### INSTRUCTION
Rewrite everything from the line containing "Where can the baked" down to the line containing "<point>277,671</point>", both ends included, leaving out the picture and keeping the request and its sample points unchanged. Multiply each coordinate in the answer points by 1.05 and round to whole numbers, with halves going up.

====== RECORDS FOR THIS EXERCISE

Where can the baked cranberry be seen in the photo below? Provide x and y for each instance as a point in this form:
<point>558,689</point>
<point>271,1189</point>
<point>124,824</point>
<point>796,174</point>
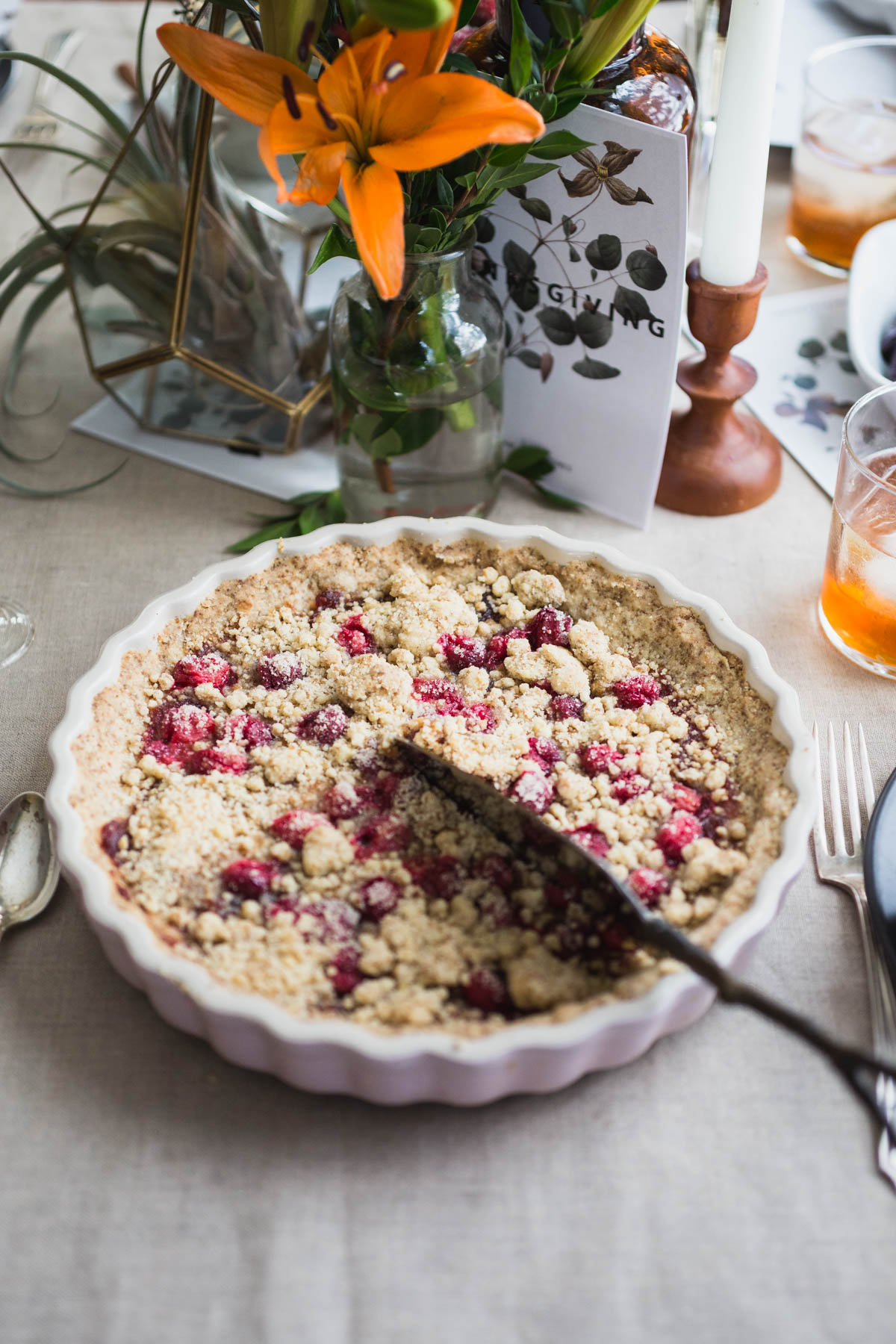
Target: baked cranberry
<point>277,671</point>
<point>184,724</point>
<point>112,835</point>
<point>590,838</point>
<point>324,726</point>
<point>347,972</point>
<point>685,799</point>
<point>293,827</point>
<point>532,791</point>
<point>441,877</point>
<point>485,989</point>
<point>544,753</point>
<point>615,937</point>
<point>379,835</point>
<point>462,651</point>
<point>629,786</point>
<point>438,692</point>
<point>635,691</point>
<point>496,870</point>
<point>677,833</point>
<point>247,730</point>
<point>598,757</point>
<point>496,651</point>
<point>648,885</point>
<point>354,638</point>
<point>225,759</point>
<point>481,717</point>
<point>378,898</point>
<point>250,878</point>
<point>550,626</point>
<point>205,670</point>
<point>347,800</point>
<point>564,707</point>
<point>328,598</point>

============
====== RECORDS FOR THIS EXERCISE

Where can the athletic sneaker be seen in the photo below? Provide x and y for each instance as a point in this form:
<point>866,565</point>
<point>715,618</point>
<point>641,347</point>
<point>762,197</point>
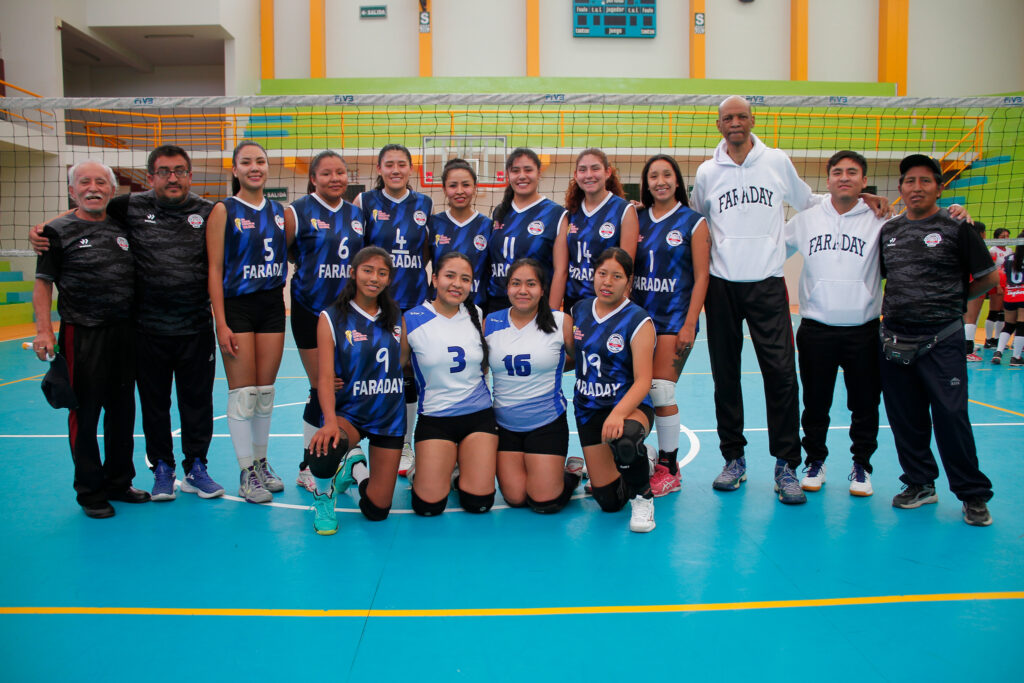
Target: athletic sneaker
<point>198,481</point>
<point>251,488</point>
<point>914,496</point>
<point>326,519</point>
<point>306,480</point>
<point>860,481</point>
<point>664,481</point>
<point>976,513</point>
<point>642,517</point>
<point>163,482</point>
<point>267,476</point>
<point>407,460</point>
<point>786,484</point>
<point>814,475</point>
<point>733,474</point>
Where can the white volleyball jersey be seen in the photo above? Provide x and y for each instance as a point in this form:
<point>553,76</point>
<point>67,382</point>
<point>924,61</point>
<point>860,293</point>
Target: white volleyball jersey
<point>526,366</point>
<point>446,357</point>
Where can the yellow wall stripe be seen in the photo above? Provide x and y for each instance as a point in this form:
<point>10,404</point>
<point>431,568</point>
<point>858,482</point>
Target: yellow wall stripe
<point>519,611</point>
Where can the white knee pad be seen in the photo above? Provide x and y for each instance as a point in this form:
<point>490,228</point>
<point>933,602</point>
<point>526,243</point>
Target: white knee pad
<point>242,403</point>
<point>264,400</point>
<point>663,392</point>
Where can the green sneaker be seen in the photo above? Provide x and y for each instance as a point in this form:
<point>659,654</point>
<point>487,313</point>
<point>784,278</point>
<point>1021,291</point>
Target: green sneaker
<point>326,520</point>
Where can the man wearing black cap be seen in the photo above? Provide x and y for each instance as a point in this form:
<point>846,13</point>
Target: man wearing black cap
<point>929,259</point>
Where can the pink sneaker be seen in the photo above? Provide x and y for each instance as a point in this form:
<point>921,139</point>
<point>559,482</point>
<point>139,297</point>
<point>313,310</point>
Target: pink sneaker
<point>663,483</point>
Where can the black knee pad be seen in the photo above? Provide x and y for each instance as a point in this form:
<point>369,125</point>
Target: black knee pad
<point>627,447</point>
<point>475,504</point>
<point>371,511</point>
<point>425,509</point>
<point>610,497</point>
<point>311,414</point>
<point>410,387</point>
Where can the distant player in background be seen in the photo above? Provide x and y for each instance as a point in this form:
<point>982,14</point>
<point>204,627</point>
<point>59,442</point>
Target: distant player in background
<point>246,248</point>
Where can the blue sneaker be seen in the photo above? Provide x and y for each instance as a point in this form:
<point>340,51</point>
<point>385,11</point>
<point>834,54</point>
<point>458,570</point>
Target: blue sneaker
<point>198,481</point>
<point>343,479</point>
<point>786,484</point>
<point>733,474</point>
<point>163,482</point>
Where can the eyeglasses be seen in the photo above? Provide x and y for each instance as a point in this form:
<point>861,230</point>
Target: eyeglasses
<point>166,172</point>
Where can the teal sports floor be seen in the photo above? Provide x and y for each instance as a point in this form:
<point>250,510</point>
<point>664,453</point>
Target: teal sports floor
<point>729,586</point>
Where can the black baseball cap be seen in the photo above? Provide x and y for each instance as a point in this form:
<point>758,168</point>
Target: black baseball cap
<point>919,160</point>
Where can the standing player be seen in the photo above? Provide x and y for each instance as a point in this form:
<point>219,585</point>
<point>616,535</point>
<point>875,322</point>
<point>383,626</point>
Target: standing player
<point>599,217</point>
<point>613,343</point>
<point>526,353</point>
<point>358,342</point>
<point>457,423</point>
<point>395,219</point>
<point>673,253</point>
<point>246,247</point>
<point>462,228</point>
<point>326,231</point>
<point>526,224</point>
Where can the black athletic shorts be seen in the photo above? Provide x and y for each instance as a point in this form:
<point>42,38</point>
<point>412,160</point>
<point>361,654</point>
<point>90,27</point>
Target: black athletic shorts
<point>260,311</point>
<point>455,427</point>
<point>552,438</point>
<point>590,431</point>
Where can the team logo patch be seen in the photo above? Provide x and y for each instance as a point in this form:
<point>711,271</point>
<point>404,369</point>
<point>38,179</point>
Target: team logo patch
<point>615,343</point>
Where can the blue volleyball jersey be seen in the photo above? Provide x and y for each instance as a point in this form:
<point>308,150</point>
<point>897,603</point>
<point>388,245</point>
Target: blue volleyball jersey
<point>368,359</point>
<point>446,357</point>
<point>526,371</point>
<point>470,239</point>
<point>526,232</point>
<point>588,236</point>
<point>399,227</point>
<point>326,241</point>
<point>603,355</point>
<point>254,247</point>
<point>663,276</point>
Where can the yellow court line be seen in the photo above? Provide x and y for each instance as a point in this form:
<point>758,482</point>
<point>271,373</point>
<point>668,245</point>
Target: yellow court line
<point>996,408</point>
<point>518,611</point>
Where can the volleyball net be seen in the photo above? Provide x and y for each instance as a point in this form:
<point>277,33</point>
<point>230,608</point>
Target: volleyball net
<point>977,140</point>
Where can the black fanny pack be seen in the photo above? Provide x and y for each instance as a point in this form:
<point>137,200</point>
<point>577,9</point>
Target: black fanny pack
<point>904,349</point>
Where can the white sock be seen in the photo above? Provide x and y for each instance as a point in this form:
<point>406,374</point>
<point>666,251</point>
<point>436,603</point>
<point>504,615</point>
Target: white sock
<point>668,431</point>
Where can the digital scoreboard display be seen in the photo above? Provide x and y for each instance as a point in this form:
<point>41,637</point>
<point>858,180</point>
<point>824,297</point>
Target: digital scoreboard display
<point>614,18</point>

============

### WRITTEN RESPONSE
Where can the baked cranberry be seen in the photo below? Provide x and y for each instance as a point in this form:
<point>558,689</point>
<point>271,1189</point>
<point>124,824</point>
<point>796,174</point>
Target: baked cranberry
<point>291,705</point>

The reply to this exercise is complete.